Dataset records:
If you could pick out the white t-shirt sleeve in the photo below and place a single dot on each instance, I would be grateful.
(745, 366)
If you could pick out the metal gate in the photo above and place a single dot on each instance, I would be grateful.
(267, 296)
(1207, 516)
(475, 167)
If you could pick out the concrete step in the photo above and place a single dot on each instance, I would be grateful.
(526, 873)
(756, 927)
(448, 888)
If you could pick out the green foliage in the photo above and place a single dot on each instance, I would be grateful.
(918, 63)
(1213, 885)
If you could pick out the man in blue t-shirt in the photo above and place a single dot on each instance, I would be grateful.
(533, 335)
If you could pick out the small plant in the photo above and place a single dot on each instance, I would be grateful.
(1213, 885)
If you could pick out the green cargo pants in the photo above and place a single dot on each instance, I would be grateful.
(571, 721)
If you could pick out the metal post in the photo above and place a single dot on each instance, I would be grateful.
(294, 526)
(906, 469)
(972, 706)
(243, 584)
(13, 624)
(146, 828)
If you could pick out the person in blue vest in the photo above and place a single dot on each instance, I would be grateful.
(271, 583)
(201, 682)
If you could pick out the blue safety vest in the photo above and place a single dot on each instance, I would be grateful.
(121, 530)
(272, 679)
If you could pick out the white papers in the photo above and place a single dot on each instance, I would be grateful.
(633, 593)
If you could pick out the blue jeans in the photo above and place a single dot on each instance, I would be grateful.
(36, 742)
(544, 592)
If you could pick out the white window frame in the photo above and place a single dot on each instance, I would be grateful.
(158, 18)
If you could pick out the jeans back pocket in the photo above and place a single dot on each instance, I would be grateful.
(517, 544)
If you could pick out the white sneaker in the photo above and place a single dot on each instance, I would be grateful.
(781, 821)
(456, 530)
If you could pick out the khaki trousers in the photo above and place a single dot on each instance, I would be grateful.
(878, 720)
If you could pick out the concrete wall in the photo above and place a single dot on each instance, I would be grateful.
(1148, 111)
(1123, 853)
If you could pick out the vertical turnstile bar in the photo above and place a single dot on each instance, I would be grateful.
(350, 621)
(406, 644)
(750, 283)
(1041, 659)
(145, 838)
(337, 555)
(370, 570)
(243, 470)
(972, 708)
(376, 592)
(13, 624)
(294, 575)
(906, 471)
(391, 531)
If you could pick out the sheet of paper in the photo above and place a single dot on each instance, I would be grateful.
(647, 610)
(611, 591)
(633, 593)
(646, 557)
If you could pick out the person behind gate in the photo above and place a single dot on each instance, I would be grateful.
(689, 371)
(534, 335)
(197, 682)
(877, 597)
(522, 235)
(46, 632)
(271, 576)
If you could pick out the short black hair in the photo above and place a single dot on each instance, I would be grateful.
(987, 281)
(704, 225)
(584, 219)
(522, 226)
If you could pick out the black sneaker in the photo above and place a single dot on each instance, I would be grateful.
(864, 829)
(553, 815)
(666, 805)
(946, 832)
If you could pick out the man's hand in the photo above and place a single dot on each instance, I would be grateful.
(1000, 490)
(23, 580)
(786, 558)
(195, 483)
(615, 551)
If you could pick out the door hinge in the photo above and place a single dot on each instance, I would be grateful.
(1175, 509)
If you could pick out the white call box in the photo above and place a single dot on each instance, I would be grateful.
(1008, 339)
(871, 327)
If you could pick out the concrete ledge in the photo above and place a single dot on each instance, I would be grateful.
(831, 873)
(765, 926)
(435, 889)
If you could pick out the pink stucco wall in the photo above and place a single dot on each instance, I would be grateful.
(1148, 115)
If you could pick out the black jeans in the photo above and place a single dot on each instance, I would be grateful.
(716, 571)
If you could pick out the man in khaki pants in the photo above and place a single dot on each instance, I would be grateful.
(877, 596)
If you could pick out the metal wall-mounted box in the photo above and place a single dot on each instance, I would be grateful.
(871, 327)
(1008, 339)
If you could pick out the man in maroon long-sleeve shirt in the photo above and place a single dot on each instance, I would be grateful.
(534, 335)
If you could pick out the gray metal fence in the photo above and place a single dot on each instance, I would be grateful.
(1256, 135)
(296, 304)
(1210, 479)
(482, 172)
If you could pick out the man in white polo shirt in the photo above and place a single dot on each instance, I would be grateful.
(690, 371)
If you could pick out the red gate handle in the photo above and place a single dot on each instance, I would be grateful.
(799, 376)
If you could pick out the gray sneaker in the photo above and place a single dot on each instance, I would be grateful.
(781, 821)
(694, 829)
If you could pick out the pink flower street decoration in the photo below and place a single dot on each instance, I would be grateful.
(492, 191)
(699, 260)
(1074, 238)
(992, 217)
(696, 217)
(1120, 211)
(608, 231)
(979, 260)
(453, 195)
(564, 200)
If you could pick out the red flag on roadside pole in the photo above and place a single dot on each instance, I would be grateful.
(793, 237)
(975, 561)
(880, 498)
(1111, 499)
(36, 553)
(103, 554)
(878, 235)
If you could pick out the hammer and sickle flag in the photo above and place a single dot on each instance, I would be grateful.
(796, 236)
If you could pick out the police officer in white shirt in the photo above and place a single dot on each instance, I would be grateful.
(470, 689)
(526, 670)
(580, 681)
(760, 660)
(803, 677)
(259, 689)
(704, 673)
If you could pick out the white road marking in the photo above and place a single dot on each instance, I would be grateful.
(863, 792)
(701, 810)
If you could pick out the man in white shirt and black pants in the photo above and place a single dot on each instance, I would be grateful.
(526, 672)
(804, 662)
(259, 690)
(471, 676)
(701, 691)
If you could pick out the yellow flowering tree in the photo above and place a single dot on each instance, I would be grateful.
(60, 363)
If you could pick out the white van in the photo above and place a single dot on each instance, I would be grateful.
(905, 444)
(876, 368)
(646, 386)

The task:
Please output every record, keeping each line exact.

Solution to the problem:
If you could pick out the white t-shirt sleeve in the photo below and place a single dot on each instance, I would be grateful.
(745, 366)
If you could pick out the metal gate in the photo above and place a single dot on each instance, I would be grateful.
(267, 296)
(1207, 516)
(475, 167)
If you could pick out the concrete step in the photo above and place a single dot on each instance, I would be grateful.
(526, 873)
(756, 927)
(448, 888)
If you could pick out the green foliage in the photo above and place a single dot on each instance, I would be grateful.
(918, 63)
(1213, 885)
If you could pick out the man in blue t-shirt in the photo above and place a single dot on each instance, I would be grateful.
(533, 335)
If you could pick out the small plant in the photo above and place a single dot on each instance, I would be grateful.
(1213, 885)
If you could pick out the green cargo pants in the photo above and place a single dot on each instance, I would be grateful.
(571, 721)
If you could pick out the metal post in the photo above and place a single dot on each instance, I would be grateful.
(294, 526)
(906, 469)
(972, 706)
(243, 584)
(13, 624)
(146, 828)
If you could pick out the person in blue vest in the photo above and place a single dot on each instance, I would be grateful.
(271, 583)
(201, 682)
If you could pick out the blue safety vest in the photo above and place a single dot on each instance, I would be grateful.
(121, 530)
(272, 679)
If you could pick out the white papers in the photo above and place a single dot on each instance, I would be grateful.
(633, 593)
If you could pick out the blue jeans in the photo above and place a single dot on each instance, I would be grateful.
(36, 742)
(544, 592)
If you could pick out the white window frame in the photo above and place a single dot on each instance, I would be grateful.
(158, 18)
If you could pick out the jeans back pocket in the photo above and place a single dot on each instance, I would be grateful.
(517, 544)
If you could pick out the white sneaker in the photo above and place a single dot on each instance, I would be grateful.
(781, 821)
(456, 530)
If you could pick out the khaki trousers in the photo above and place a single dot on each instance, I would be grateful.
(878, 720)
If you could pick out the concrete wall in the photo above and place a single dot on each instance, I would be grateful.
(1148, 111)
(1123, 853)
If you could pick out the vertical turnstile bar in the photo above and place a single dot on each instance, I would be grateful.
(350, 621)
(406, 644)
(750, 283)
(1041, 659)
(145, 838)
(337, 555)
(370, 570)
(243, 470)
(972, 708)
(376, 592)
(13, 624)
(294, 575)
(906, 471)
(391, 531)
If you could pick out the sheet of paper in the photo above and place a single dot on each instance, I would be grateful.
(647, 610)
(611, 591)
(633, 593)
(646, 557)
If you could pick out the person behind gate in the photo above and place a single dot on each instance, I would be grateful.
(689, 371)
(534, 335)
(197, 682)
(877, 597)
(522, 235)
(46, 632)
(271, 576)
If you could pick out the short black hair in the photo above and place a single dot on each instance, I would be grateful.
(987, 281)
(704, 225)
(584, 219)
(522, 226)
If you could pick out the black sneaker in the photo above and place a single dot on each instance, I would be grateful.
(864, 829)
(553, 815)
(666, 805)
(946, 832)
If you could pick out the man's hand in the photo above and place a single dot on each instance, I would be grateful.
(1000, 490)
(23, 580)
(786, 558)
(195, 483)
(615, 551)
If you could pick out the door hinge in the photo above and place a single dot on each instance, I would be grateful.
(1175, 509)
If you could pick out the white call box in the photo above and place a single dot on each instance, I would be grateful.
(1008, 339)
(871, 327)
If you could pick out the concrete ledge in the photo above and place a single dot on each instance, I would be grateful.
(831, 873)
(765, 926)
(435, 889)
If you could pick out the pink stucco wall in the photo above and place a single dot on each instance, I would be grateful.
(1148, 115)
If you could pick out the black jeans in the photo above and place a single dot on each instance, I would be grateful.
(716, 571)
If you could pick out the man in khaki pants in the photo above and place a single dot on each instance, I would be grateful.
(877, 596)
If you could pick out the metal wall-mounted box in the photo above and place a single dot on each instance, I would be grateful.
(871, 327)
(1008, 339)
If you could pick out the man in maroon long-sleeve shirt in the photo above and place a single dot on each instance, I would be grateful.
(534, 335)
If you could pick out the gray metal fence in the photo above and place a single dot on each instance, I would be grateful.
(1256, 135)
(296, 304)
(1210, 479)
(482, 172)
If you could pick out the man in white polo shirt in the photo above and place a single dot on each instance, I would be grateful.
(690, 371)
If you could pick out the red gate handle in the photo above and place a single dot on each instance, I would be grateful.
(799, 376)
If you could pick out the gray sneaker in the photo above and place a single dot on each instance, I would be grateful.
(781, 821)
(694, 829)
If you could pick out the pink flower street decoration in the photo below and place a single dot on each instance, I would be grateful.
(492, 191)
(699, 260)
(1074, 238)
(992, 217)
(696, 217)
(1120, 211)
(608, 231)
(979, 260)
(453, 195)
(564, 200)
If you could pick out the red flag on roadside pole in the photo above and place a single dot on each instance, I would be grateful.
(793, 237)
(975, 561)
(880, 498)
(1111, 499)
(36, 553)
(103, 554)
(878, 235)
If you could pick out the hammer and sickle flag in the photo above and place a single dot on each instance, I would be grateful.
(796, 236)
If you could pick out the police officer in white shirt in the photo above and place a single dot on each instance, I would be grateful.
(470, 689)
(526, 670)
(580, 681)
(760, 660)
(803, 677)
(259, 689)
(704, 673)
If you could pick out the white road marking in the photo above and place a single dot on each instance, I would be grateful.
(863, 792)
(701, 810)
If you could pick out the man in white shirt and black pants in the photo above and place a single dot on each instance, I would be grateful.
(526, 672)
(804, 662)
(259, 690)
(471, 676)
(701, 691)
If you could pick out the yellow flowering tree in the photo above and place a single dot on each instance, I would be grateful.
(60, 363)
If you could pick out the white van in the photo above and place a single dot on each instance, I would be grateful.
(905, 444)
(876, 368)
(646, 386)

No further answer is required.